> **DOCUMENT TEXT**

1. Field of the Invention

[0001] The invention relates generally to a system used to measure downhole conditions and forces during downhole operations.

2. Description of the Related Art

[0002] Modern downhole operations include milling, stimulation and well cleanouts. Typically, a work string is used to perform a downhole operation and can include a bottom hole assembly that is run into a wellbore on a tubing string. The tubing string is commonly made up of coiled tubing.

[0003] From WO 2013/002782 A2 a bottom hole assembly is known that comprises a weight-on-bit calibration system. The calibration system is designed for automatically compensating the measurement of a weight-on-bit sensor based on one or more of mass, hole inclination, buoyancy, drag and mud flow in order to achieve a more accurate axial force measurement below the weight-on-bit sensor at various hole inclinations.

[0004] Further, from US 2005/0103123 A1 a tubular monitoring system is known. The monitoring is designed for monitoring strain in a structure (e.g., a pipe or a tubular string) caused by different loads, such as torque or twist. Further, a strain calibration and correction technique is suggested that subtracts strain caused by temperature changes ΔT from the measured values.

[0005] Still further, WO 2013/009312 A1 describes a detection system for detecting unwanted torque transfer to a drilling string instead of a drill bit. The detection system comprises one or more force sensors distributed along a drill pipe, wherein the one or more force sensors are configured to produce an output signal (sensor signal) responsive to a physical force, strain or stress.

> **WHAT THIS EXERCISE ASKS**
[1] In the patent background on downhole measurement, write out the stretch from "1. Field of" through "of coiled tubing.".
[2] Extend the patent background on downhole measurement systems with the passage that follows its last sentence.

> **SUPPLIED INFORMATION**

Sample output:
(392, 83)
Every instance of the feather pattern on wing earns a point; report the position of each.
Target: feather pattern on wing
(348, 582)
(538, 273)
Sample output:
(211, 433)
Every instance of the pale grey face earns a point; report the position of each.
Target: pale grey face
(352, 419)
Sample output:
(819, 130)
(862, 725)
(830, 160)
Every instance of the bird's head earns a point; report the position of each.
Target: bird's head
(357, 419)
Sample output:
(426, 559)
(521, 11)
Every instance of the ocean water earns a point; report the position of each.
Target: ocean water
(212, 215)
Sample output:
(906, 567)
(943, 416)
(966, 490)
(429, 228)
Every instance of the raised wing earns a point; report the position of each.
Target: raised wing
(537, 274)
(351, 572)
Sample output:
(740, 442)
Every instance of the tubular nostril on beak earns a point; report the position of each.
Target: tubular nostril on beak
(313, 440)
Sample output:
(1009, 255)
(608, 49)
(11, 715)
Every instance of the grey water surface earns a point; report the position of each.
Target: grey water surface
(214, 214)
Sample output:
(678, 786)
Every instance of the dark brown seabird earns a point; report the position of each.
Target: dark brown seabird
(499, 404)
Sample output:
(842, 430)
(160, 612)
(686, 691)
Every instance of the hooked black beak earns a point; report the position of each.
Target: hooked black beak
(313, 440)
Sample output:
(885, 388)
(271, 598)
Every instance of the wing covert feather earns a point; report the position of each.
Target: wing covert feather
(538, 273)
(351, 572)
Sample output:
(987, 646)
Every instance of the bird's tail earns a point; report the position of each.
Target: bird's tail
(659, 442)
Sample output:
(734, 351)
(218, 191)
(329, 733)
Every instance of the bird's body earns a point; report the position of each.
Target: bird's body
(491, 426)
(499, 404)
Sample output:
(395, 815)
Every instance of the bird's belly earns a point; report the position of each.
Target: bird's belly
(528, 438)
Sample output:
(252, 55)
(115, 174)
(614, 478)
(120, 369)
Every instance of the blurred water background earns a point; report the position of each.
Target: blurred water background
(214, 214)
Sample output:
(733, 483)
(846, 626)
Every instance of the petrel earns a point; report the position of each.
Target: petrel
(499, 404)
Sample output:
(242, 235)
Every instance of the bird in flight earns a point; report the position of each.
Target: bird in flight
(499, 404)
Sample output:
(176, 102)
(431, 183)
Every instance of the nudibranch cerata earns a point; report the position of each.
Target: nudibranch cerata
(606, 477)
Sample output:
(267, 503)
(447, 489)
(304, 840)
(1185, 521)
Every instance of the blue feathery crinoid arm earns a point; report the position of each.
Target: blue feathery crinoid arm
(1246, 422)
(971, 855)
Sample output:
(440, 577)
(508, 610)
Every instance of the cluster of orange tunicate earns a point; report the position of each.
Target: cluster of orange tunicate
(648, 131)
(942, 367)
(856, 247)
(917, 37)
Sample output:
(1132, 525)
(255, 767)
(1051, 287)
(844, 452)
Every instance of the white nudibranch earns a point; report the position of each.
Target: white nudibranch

> **SET OF ANSWERS**
[1]
1. Field of the Invention

[0001] The invention relates generally to a system used to measure downhole conditions and forces during downhole operations.

2. Description of the Related Art

[0002] Modern downhole operations include milling, stimulation and well cleanouts. Typically, a work string is used to perform a downhole operation and can include a bottom hole assembly that is run into a wellbore on a tubing string. The tubing string is commonly made up of coiled tubing.

[2]
SUMMARY OF THE INVENTION

[0006] The invention provides a data monitoring system for use in monitoring wellbore conditions and downhole forces within a wellbore, wherein the data monitoring system comprises an outer housing; a plurality of sensors within the housing for monitoring at least one wellbore condition and at least one force experienced by the data monitoring system, wherein the at least one wellbore condition is from the group consisting of temperature and pressure, and the at least one force is from the group consisting of axial tension force, axial compression force, and torque; a flow-through path within the outer housing to permit fluid or objects to be passed axially through the outer housing; a data processor; and a data communications conduit for transmitting data from the sensors to the data processor, wherein the data processor is programmed to model tension, compression and torque data in real time based upon data provided by the sensors and is configured to permit force or torque data within the data processor to be zeroed out following an encounter with an obstruction or following a change in flow rate within the flow-through path.

[0007] The sensors of the data monitoring system may be disposed upon the outer housing to monitor the at least one wellbore condition and at least one force which are experienced by the outer housing.

[0008] The data communications conduit of the data monitoring system may comprise tubewire.

[0009] The data processor of the data monitoring system may be configured to adjust tension or compression readings by the sensors to compensate for downhole pressure and temperature conditions experienced by the sensors.

BRIEF DESCRIPTION OF THE DRAWINGS

[0010] For a thorough understanding of the present invention, reference is made to the following detailed description of the preferred embodiments, taken in conjunction with the accompanying drawings, wherein like reference numerals designate like or similar elements throughout the several figures of the drawings and wherein:

Figure 1 is a side, cross-sectional view of a wellbore having a work string disposed therein which includes an exemplary TCT data monitoring tool in accordance with the present invention.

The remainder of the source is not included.